### OBJECTIVE:
In the listing, from its first line through the line that contains "[373,0,473,47]", switch each "Respond" to "Reply" and leave everything else unchanged. Leave the pictures out of your answer.
══ SUPPLIED MATERIAL ══
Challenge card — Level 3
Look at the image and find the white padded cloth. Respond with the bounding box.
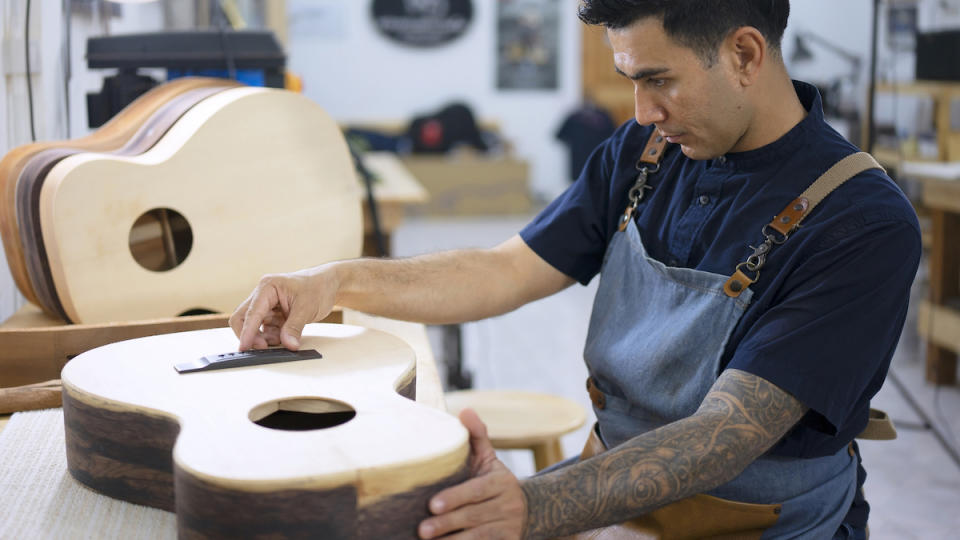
[0,409,177,539]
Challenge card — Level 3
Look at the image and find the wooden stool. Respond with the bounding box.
[444,390,587,471]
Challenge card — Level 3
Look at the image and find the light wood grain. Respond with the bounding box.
[0,304,343,386]
[62,324,469,506]
[40,88,362,323]
[343,309,447,411]
[446,390,587,448]
[0,77,239,303]
[17,85,235,319]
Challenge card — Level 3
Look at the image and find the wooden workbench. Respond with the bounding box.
[363,152,430,256]
[917,177,960,385]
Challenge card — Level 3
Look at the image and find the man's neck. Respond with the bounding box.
[737,68,807,151]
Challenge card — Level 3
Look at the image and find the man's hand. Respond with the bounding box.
[230,265,338,351]
[419,409,527,540]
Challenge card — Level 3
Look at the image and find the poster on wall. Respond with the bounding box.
[497,0,560,90]
[372,0,473,47]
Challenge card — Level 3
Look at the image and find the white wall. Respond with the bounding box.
[288,0,580,202]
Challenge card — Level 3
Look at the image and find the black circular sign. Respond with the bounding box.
[373,0,473,47]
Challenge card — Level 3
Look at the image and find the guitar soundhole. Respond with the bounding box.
[250,398,357,431]
[129,208,193,272]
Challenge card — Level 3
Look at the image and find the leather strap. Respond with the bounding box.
[723,152,886,298]
[617,130,667,232]
[857,409,897,441]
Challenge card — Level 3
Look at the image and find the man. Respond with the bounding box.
[231,0,920,538]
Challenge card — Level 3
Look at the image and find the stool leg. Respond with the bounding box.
[531,439,563,471]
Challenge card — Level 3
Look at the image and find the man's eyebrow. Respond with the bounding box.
[613,66,670,81]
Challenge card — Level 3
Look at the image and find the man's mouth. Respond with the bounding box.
[657,129,683,143]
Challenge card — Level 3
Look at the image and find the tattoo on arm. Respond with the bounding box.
[522,369,806,538]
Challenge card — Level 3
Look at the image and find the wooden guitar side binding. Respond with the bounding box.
[63,324,469,539]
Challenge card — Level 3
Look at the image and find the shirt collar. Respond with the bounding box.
[711,81,824,168]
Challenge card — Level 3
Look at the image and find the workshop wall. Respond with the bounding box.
[287,0,580,205]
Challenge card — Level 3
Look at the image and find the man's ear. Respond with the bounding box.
[722,26,767,86]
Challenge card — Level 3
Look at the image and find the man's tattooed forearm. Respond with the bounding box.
[523,369,806,538]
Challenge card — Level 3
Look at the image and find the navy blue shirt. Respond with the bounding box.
[520,82,921,457]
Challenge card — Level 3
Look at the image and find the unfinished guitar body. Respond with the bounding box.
[62,324,469,539]
[39,88,362,323]
[0,77,239,304]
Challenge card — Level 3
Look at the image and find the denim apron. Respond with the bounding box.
[584,219,857,539]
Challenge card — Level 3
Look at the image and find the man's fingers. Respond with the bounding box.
[430,476,502,514]
[280,298,317,351]
[240,281,279,351]
[418,501,503,538]
[229,294,253,338]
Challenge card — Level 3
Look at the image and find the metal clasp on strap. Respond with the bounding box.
[617,131,667,232]
[723,197,809,298]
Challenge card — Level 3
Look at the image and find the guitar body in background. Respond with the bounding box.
[40,88,362,323]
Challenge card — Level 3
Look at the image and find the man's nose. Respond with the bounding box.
[633,85,667,126]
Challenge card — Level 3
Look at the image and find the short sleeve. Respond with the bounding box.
[520,135,616,285]
[727,216,921,439]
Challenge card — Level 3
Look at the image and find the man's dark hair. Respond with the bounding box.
[579,0,790,66]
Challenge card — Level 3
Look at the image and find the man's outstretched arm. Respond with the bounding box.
[420,369,806,538]
[522,369,807,538]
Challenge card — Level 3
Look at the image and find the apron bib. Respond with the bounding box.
[579,220,856,540]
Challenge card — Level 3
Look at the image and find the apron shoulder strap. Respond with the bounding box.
[723,152,884,298]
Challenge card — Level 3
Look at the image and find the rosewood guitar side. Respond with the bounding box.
[63,324,469,539]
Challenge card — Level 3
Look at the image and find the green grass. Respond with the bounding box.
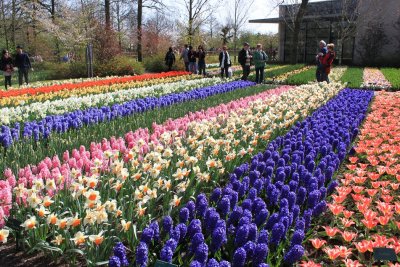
[381,68,400,91]
[341,67,364,88]
[0,85,274,173]
[0,70,51,90]
[286,67,316,85]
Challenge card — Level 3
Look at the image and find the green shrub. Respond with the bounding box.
[94,56,144,76]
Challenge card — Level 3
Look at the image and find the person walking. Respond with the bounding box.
[15,46,33,86]
[238,43,252,81]
[188,45,197,74]
[253,44,268,83]
[1,49,14,90]
[165,47,175,71]
[321,44,336,83]
[219,45,231,78]
[197,45,206,77]
[180,44,189,71]
[315,40,328,82]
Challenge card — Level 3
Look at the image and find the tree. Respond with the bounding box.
[136,0,165,62]
[184,0,213,45]
[220,26,233,45]
[228,0,254,62]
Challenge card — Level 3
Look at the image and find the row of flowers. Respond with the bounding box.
[0,71,189,98]
[302,93,400,267]
[361,68,392,90]
[0,75,201,107]
[118,89,373,267]
[0,81,254,148]
[272,66,312,84]
[0,76,231,125]
[2,85,340,262]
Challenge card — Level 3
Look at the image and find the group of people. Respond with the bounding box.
[180,44,206,76]
[0,46,32,90]
[234,42,268,83]
[315,40,336,83]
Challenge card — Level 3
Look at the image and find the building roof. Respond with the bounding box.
[249,14,342,23]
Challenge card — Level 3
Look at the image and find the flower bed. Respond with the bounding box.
[0,71,189,98]
[126,90,373,266]
[0,82,340,262]
[381,68,400,91]
[0,78,230,125]
[0,75,201,107]
[0,81,254,149]
[361,68,392,90]
[302,93,400,267]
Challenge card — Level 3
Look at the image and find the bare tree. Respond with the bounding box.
[220,25,233,45]
[228,0,254,62]
[184,0,214,45]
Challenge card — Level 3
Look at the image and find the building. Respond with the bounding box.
[249,0,400,66]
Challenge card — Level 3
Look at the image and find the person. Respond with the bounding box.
[322,44,336,83]
[271,48,277,61]
[238,43,252,81]
[180,44,189,71]
[188,45,197,74]
[15,46,33,86]
[315,40,328,82]
[197,45,206,76]
[165,47,175,71]
[1,49,14,90]
[219,45,231,78]
[253,44,268,83]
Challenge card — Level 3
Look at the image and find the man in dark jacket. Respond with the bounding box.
[15,46,32,86]
[238,43,252,81]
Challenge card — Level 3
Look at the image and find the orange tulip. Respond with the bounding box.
[323,226,340,237]
[342,231,357,242]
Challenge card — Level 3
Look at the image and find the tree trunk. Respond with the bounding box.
[290,0,309,64]
[11,0,16,47]
[104,0,111,30]
[188,0,193,45]
[1,0,9,50]
[136,0,143,62]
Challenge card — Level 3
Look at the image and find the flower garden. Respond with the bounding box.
[0,64,400,267]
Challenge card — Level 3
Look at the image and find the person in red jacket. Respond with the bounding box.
[321,44,336,83]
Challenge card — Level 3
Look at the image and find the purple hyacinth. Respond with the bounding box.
[179,208,190,223]
[232,247,247,267]
[210,227,228,253]
[194,243,208,264]
[218,196,231,218]
[283,245,304,264]
[108,256,121,267]
[235,224,249,247]
[162,216,174,233]
[136,242,149,267]
[187,219,201,239]
[270,222,285,246]
[206,259,219,267]
[253,243,268,265]
[140,227,154,245]
[243,241,256,258]
[160,246,174,263]
[219,261,231,267]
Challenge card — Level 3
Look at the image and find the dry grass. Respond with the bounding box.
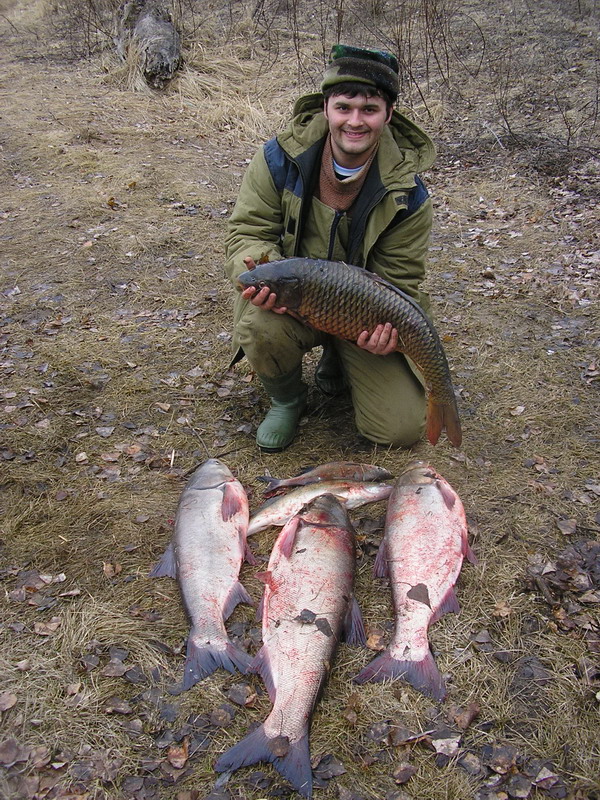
[0,2,600,800]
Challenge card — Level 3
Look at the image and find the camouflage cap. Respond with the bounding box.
[321,44,399,100]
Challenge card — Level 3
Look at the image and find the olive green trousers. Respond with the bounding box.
[235,303,426,447]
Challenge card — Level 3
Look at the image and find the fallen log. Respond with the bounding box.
[116,0,181,89]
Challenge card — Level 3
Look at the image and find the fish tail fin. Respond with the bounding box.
[352,650,446,700]
[215,725,312,797]
[148,542,177,578]
[183,635,252,691]
[427,394,462,447]
[344,596,367,645]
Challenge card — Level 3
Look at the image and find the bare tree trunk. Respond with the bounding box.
[116,0,181,89]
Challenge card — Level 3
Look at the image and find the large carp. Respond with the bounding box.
[215,495,365,797]
[150,458,256,689]
[237,258,462,447]
[354,461,475,700]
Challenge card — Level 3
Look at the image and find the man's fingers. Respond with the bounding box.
[356,322,398,356]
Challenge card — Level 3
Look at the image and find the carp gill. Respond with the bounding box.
[150,458,256,689]
[215,495,365,797]
[258,461,393,496]
[248,481,393,536]
[237,258,462,447]
[354,461,475,700]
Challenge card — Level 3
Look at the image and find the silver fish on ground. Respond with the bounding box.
[248,481,393,536]
[215,494,365,797]
[150,458,256,689]
[258,461,393,496]
[354,461,475,700]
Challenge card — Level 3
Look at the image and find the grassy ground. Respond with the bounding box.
[0,2,600,800]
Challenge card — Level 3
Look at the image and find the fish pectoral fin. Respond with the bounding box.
[344,597,367,645]
[223,581,254,619]
[148,542,177,578]
[430,586,460,625]
[373,540,390,578]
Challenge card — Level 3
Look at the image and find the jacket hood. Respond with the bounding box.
[277,92,436,182]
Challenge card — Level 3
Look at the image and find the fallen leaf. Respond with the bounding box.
[556,519,577,536]
[0,690,17,711]
[451,701,481,731]
[0,737,30,767]
[102,561,123,578]
[33,617,60,636]
[103,697,133,714]
[392,761,417,786]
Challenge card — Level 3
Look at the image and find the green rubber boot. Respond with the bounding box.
[256,365,308,453]
[315,342,346,397]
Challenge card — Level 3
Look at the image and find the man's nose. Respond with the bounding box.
[348,108,362,128]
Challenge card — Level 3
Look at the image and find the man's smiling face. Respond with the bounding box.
[324,94,392,168]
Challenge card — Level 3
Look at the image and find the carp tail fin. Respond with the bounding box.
[148,542,177,578]
[215,725,312,797]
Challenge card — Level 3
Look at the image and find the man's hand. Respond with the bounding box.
[242,258,287,314]
[356,322,398,356]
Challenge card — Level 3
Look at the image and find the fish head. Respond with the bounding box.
[398,459,438,484]
[237,259,302,309]
[302,493,351,528]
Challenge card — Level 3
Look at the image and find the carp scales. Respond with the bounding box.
[215,495,365,797]
[248,481,393,536]
[354,461,476,700]
[150,458,256,689]
[237,258,462,447]
[258,461,393,495]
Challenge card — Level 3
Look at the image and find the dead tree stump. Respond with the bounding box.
[116,0,181,89]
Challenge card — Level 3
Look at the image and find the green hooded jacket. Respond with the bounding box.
[225,93,435,350]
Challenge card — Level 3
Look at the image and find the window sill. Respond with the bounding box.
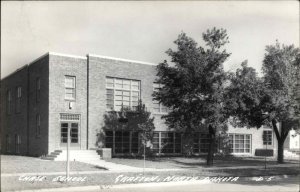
[65,98,76,102]
[153,112,168,115]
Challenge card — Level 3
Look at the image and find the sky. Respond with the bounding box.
[1,1,299,78]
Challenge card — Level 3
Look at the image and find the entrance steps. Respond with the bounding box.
[284,150,300,159]
[42,150,101,161]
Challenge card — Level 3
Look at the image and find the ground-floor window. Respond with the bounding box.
[6,135,11,152]
[15,134,21,153]
[60,122,78,143]
[105,131,139,154]
[263,130,273,145]
[152,131,182,153]
[193,133,210,153]
[229,134,251,153]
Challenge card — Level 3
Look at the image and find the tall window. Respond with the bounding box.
[65,76,76,100]
[6,90,11,115]
[105,131,139,154]
[152,131,181,153]
[16,87,22,113]
[36,77,41,102]
[106,77,140,111]
[6,135,11,152]
[193,133,210,153]
[15,134,21,153]
[153,83,168,113]
[35,114,41,136]
[229,134,251,153]
[263,130,273,145]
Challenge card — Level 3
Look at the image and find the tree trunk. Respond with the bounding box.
[206,126,216,166]
[272,119,290,164]
[206,134,216,166]
[277,140,284,164]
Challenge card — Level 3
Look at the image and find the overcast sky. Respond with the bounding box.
[1,1,299,77]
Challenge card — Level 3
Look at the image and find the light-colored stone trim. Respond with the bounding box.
[88,54,157,66]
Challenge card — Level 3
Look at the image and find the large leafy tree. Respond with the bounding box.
[226,42,300,163]
[153,28,230,165]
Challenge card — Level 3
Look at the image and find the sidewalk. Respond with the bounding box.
[1,161,300,177]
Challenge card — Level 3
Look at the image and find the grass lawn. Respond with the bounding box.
[1,155,105,173]
[1,168,299,191]
[107,157,299,169]
[1,156,299,191]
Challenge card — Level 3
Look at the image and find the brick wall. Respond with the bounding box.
[88,56,166,148]
[49,54,87,152]
[28,55,49,156]
[1,66,28,155]
[228,125,277,155]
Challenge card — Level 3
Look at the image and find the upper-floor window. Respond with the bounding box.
[35,114,41,137]
[153,83,169,113]
[106,77,141,111]
[65,75,76,100]
[6,90,12,115]
[263,130,273,145]
[36,77,41,102]
[16,86,22,113]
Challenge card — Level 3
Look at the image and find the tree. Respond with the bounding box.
[227,42,300,163]
[98,101,155,156]
[153,28,230,165]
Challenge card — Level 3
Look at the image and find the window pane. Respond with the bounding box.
[65,76,75,88]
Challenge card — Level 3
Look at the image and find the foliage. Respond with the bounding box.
[153,28,230,132]
[225,42,300,163]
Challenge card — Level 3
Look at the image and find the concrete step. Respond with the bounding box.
[55,150,101,161]
[41,156,55,161]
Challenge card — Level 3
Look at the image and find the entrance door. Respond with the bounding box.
[60,122,79,146]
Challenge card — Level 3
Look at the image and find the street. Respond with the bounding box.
[26,175,299,192]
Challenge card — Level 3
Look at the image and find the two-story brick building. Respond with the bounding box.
[1,53,277,156]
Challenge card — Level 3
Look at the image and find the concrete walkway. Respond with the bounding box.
[1,160,300,177]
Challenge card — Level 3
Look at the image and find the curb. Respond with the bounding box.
[9,175,298,192]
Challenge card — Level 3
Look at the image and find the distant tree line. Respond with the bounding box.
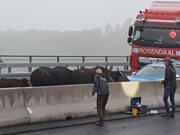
[0,18,132,55]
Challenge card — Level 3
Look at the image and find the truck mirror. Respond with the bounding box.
[128,26,133,37]
[127,37,132,44]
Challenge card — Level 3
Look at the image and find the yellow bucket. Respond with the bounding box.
[132,108,138,116]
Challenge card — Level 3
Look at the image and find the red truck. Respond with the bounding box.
[128,1,180,72]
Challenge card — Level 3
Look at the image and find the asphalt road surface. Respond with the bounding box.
[5,113,180,135]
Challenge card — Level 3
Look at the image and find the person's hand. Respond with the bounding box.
[161,80,164,84]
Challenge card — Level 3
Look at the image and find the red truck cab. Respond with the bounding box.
[128,1,180,72]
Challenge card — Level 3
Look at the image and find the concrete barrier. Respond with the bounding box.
[0,80,180,126]
[0,88,29,127]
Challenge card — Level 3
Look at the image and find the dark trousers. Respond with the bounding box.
[97,94,109,122]
[163,89,175,115]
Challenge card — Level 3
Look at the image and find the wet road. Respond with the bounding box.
[11,113,180,135]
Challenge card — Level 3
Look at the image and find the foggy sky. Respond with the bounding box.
[0,0,167,31]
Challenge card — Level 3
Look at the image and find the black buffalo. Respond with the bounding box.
[0,78,30,88]
[30,67,72,86]
[72,67,113,84]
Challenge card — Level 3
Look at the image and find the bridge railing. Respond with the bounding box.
[0,55,129,73]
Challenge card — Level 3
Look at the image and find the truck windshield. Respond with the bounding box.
[133,27,180,48]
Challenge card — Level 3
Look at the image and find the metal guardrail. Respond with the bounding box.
[0,55,129,76]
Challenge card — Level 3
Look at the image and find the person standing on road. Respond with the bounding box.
[162,58,176,118]
[92,68,109,126]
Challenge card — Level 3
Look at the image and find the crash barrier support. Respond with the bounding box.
[0,88,29,127]
[0,80,180,126]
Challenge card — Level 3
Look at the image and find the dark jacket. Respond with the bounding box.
[163,64,176,91]
[92,75,109,95]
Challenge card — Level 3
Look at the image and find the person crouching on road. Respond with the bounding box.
[92,68,109,126]
[162,58,176,118]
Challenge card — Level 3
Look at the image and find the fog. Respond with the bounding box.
[0,0,172,55]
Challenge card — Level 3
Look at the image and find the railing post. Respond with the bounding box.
[82,56,85,68]
[124,57,129,70]
[57,56,60,63]
[8,67,11,73]
[105,56,108,69]
[28,56,32,73]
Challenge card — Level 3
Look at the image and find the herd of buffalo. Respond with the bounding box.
[0,67,130,88]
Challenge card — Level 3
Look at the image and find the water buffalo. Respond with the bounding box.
[0,78,30,88]
[72,67,113,84]
[30,67,72,86]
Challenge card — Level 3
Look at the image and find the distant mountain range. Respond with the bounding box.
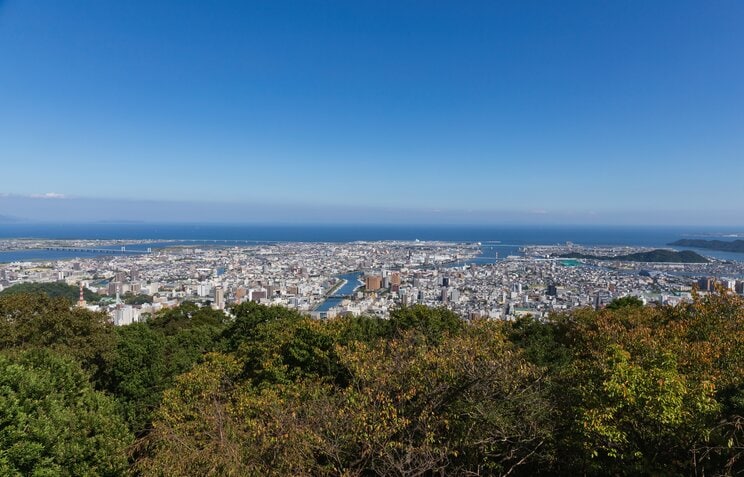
[669,239,744,253]
[561,249,708,263]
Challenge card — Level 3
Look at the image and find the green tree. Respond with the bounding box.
[0,294,116,381]
[0,350,131,477]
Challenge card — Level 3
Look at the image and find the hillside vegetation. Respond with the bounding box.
[561,249,709,263]
[0,292,744,476]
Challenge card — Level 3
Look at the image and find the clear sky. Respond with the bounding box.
[0,0,744,225]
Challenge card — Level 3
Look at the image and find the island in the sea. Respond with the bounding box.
[669,239,744,253]
[561,249,708,263]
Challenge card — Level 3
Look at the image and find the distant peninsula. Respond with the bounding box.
[561,249,708,263]
[669,239,744,253]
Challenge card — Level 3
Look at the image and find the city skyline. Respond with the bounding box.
[0,0,744,225]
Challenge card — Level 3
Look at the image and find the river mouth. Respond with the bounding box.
[313,272,363,313]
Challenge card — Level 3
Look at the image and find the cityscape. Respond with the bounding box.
[0,240,744,325]
[0,0,744,477]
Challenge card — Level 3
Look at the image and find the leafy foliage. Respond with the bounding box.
[0,350,131,476]
[0,282,101,303]
[0,290,744,476]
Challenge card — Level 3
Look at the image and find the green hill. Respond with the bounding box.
[0,282,101,303]
[561,249,709,263]
[669,239,744,253]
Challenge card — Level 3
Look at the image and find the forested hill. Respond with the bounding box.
[561,249,708,263]
[0,291,744,476]
[0,282,101,303]
[669,239,744,253]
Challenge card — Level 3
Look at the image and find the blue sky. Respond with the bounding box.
[0,0,744,225]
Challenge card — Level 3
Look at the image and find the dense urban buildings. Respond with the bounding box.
[0,240,744,325]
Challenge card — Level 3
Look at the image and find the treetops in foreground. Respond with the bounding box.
[0,291,744,476]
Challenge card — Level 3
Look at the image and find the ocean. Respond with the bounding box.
[0,224,744,262]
═══
### SOLUTION FOR THIS PROBLEM:
Challenge card — Level 3
Look at the image and find the white padded cloth. Reply with the bounding box.
[0,409,177,539]
Challenge card — Level 3
Look at the image and find the wooden stool. Reply with the bounding box.
[444,390,587,471]
Challenge card — Level 3
Look at the image and find the light wood grain. Reply with the bounding box.
[0,304,343,386]
[62,324,469,506]
[40,88,362,323]
[343,309,447,411]
[446,390,587,448]
[0,77,239,303]
[17,85,235,319]
Challenge card — Level 3
Look at the image and find the wooden workbench. Reply with the bounding box.
[363,152,430,256]
[917,177,960,385]
Challenge card — Level 3
Look at the image and find the man's neck. Reply with the bounding box.
[737,68,807,151]
Challenge card — Level 3
Look at the image and find the man's hand. Reply with the bounding box.
[230,265,338,351]
[419,409,527,540]
Challenge card — Level 3
Look at the image and find the poster on wall. Reply with the bounding box.
[497,0,560,90]
[372,0,473,47]
Challenge card — Level 3
Look at the image and find the white wall. Reply with the bounding box.
[288,0,580,202]
Challenge card — Level 3
Look at the image and find the black circular sign. Reply with the bounding box.
[373,0,473,47]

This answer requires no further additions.